Dataset extract Start Marker

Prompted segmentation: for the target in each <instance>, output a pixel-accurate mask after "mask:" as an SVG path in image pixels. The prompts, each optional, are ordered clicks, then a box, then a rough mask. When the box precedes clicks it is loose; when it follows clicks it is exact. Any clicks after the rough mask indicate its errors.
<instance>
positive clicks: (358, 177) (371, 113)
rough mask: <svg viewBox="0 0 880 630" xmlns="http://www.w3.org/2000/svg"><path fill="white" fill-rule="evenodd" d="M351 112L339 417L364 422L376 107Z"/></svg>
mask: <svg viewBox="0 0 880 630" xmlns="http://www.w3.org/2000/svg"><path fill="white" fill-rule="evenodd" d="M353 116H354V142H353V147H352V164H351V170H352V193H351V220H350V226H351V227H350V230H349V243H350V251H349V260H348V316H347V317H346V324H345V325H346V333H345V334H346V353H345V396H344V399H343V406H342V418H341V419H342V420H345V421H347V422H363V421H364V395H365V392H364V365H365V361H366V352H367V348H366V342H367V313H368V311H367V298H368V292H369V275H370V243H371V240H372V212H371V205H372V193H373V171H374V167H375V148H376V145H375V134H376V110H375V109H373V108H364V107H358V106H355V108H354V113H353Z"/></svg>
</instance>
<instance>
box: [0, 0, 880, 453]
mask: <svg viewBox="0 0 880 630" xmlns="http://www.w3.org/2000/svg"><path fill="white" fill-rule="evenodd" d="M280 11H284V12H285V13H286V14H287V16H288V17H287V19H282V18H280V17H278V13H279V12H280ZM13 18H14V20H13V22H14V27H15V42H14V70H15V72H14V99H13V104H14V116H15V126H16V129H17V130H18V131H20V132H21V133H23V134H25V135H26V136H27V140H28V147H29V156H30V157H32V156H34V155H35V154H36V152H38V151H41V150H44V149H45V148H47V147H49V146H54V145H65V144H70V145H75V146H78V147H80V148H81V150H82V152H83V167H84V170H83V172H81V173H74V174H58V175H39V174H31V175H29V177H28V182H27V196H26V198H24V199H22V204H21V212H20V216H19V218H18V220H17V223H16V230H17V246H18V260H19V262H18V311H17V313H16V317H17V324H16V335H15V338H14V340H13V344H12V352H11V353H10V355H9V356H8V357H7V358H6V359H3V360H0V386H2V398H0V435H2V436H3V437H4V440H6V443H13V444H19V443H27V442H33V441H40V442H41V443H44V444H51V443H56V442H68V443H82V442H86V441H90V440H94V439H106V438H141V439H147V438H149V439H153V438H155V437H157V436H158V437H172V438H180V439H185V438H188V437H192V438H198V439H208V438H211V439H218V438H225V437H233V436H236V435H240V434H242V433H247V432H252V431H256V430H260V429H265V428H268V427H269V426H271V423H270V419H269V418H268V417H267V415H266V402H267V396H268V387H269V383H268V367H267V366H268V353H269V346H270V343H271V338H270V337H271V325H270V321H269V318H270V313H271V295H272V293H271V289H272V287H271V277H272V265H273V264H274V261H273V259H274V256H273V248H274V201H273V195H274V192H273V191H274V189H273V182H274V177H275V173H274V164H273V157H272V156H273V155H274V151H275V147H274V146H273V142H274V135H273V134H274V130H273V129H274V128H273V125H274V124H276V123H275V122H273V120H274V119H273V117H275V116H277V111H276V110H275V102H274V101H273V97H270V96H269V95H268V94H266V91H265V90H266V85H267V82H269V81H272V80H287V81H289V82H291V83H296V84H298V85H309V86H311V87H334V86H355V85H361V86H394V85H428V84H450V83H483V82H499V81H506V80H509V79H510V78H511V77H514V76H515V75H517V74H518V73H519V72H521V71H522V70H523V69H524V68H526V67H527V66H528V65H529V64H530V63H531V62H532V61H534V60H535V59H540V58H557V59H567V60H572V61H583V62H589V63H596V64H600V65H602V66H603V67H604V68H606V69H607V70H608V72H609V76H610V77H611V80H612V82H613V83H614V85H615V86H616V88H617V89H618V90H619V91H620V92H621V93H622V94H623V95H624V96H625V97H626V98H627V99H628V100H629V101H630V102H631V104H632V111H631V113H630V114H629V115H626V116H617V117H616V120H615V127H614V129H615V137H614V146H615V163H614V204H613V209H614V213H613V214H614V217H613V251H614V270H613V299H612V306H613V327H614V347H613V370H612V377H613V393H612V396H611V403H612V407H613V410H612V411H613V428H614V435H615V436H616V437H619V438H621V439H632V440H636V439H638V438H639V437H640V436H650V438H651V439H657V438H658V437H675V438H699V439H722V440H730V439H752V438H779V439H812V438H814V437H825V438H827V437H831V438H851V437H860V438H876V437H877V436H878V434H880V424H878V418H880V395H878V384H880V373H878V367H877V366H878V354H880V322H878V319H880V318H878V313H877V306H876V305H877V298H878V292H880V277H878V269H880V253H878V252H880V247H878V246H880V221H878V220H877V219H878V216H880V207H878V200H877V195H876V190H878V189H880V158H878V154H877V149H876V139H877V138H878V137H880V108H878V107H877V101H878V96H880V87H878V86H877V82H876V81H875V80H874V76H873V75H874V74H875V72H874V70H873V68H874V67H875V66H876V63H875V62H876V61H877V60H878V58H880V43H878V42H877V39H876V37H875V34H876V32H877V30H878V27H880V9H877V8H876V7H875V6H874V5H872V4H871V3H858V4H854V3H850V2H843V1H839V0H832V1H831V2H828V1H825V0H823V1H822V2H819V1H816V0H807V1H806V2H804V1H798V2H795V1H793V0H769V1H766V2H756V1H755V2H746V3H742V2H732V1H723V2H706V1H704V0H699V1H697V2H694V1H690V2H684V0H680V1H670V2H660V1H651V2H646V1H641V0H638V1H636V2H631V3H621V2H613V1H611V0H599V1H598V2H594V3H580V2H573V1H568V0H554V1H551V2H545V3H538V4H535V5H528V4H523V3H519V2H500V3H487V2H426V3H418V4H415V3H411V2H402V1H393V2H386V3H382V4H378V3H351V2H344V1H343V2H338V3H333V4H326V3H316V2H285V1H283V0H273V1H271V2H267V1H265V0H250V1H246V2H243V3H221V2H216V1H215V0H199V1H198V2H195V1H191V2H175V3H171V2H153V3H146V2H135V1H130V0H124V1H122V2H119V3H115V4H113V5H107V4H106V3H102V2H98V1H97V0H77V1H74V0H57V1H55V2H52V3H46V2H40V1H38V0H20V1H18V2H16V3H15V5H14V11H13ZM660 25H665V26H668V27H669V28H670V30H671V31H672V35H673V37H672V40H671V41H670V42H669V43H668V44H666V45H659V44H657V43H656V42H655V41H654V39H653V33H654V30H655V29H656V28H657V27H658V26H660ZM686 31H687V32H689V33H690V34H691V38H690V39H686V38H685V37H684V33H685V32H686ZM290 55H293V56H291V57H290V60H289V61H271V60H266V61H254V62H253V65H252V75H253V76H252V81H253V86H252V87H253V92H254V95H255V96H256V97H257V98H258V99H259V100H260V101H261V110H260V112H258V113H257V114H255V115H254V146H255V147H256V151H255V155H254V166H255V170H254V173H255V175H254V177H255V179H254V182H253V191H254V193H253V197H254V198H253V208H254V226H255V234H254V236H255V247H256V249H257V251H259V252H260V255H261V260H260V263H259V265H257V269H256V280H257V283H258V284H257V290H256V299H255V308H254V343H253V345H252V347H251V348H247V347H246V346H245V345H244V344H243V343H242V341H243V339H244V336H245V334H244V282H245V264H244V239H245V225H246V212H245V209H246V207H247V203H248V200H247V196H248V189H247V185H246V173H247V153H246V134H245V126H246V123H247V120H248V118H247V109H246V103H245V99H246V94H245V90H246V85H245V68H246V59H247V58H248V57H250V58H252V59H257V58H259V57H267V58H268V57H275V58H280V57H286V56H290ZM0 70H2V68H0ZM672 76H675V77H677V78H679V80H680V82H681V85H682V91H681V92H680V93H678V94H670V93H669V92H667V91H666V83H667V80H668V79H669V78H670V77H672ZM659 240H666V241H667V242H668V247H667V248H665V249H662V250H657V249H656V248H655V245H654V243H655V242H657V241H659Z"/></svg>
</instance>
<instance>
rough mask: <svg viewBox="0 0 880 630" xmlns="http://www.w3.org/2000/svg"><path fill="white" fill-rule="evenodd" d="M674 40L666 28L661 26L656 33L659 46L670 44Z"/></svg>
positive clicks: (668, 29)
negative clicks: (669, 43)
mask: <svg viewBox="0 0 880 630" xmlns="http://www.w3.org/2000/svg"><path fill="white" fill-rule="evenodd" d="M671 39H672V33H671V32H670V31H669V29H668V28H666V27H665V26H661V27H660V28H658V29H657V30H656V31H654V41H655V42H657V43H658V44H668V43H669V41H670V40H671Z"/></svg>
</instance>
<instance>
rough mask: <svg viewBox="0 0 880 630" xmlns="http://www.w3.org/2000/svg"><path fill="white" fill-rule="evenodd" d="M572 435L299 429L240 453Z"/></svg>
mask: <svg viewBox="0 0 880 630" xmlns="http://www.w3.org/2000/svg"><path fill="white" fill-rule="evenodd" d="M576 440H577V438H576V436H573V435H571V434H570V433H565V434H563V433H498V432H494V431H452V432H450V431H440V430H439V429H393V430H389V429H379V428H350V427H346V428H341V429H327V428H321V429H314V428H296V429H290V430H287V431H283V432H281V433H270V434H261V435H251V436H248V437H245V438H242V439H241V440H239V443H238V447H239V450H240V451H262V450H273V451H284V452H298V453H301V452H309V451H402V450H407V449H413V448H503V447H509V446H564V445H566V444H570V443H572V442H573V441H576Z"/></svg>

Dataset extract End Marker

§ **Aim of the exercise**:
Copy all lines above where "positive" is present.

§ **Problem solution**:
positive clicks: (358, 177) (371, 113)
positive clicks: (668, 29)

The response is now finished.